▸ **Excerpted passage**:
■ ■ ■
The Irish in America

Week of Welcomes: McCormack Style, Part I


Over the past twenty-two years I have visited Ireland six times, and it wasn’t until my last trip in 2009 that I actually spent time with my Irish relatives.  My heritage is completely Irish, but I was always hesitant to establish a connection with my Irish relations.  While this attitude may have its roots in a general feeling of shyness, it was cemented by experiences I had in Ireland.  I was content to remain a casual visitor who had a great time in Ireland and leave the sentimental homecoming production to other Irish Americans.

Two examples of encounters I had in Ireland explain why I chose to forgo the pursuit of my Irish family.  The first occurred during a visit to Ireland when I was sixteen-years-old on a summer program for American high school students called The Irish Way.  On a free day from classes, I  accompanied a friend on a day trip to visit her relatives who lived in the village where her grandmother was born.  My friend was anxious and excited to meet her relatives, the family of whom her grandmother spoke so fondly.  The entire situation made me nervous, but I was only a spectator.

Sixteen and somewhere in Galway in 1988

The afternoon was a complete disaster.  Meeting the family did nothing to calm our nerves.  They weren’t rude, just not very  friendly, and for some reason they seemed suspicious of us.  We both felt uncomfortable, unwelcome, and overly scrutinized.  There was no connection; no family chemistry.  My friend was disappointed and hurt – she had expected a warm welcome by people just like her grandmother, but instead received the cold shoulder.

The second encounter that stayed with me was a conversation I had with a wonderful woman from near Belfast.  We were chatting one evening at the Nesbitt Arms Hotel in Ardara, County Donegal.  She told me that Irish people dread the sight of Americans on their doorstep, searching for their grandmother’s birthplace, or trying to locate cousins they hadn’t heard from in years.  I can hear her saying with a laugh, ” You hear the doorbell and look out and see a couple of Americans in their khaki pants and runners, looking so pleased with themselves…”

I certainly did not want to be one of those Americans, nor did I want the disappointment of meeting my relations only to have them be disinterested, unfriendly, and annoyed.  So, I remained content to visit Ireland, have a fantastic holiday, and leave any notions of locating relatives to my imagination.
■ ■ ■
▸ **Work to complete**: Continue the essay about meeting Irish relatives, picking up right after its final sentence.

▸ **Items**:
■ ■ ■
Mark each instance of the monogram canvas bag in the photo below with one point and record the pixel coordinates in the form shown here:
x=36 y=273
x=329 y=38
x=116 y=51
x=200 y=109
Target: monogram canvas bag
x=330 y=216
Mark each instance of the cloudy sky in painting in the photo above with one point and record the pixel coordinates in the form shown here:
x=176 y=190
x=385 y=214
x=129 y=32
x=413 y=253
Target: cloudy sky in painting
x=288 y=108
■ ■ ■
▸ **Exercise response**:
I provided the background so that you might better understand why I was caught off-guard by the Week of Welcomes (to steal the phrase from the pilot program described here) my family experienced in 2009 when we visited Ireland.  Actually, it was nearly three weeks of great times with relatives and friends all over Ireland, but I will begin with the warm welcome offered by the McCormacks of Ballyedmond, County Laois.

Our week was punctuated by two great parties – one at the beginning, and one at the end.  My father, mother, aunt, sister, and I arrived at the home of Jimmy and Helen McCormack late in the afternoon on Saturday and immediately received ribbing for our late arrival.  My father had done extensive genealogy research and had reconnected with the McCormacks in Ballyedmond about ten years prior to our visit.  Irish Jimmy and my father Jimmy are second cousins – their grandfathers were brothers.

The Jimmys having a laugh outside the old house in Ballyedmond

Read the story of our parties with the McCormack clan here.  In my next post, I will share the details of our week with the McCormacks, including a trip to their local, a tree-planting ceremony, and what I learned along the way.


Author: Aine

I live in Saint Paul, Minnesota. My heritage pretty much covers the map of Ireland: great-great-grandparents from Cork (Crowley, Foley, Regan), a great-great-grandmother from Clare (Quinn), a great-great-grandfather from Fermanagh (McMahon) and his wife's parents from Mayo (McAndrew), a great-grandmother from Connemara (Hannon) married to my great-grandfather from Laois (McCormack), great-grandparents from Sligo (Flannery), and a great-grandmother from Kildare (Hill). All of those people ended up in Minnesota, where my four grandparents were born. Three and four generations after my people left Ireland for America, I retain all Irish heritage. So much for the melting pot...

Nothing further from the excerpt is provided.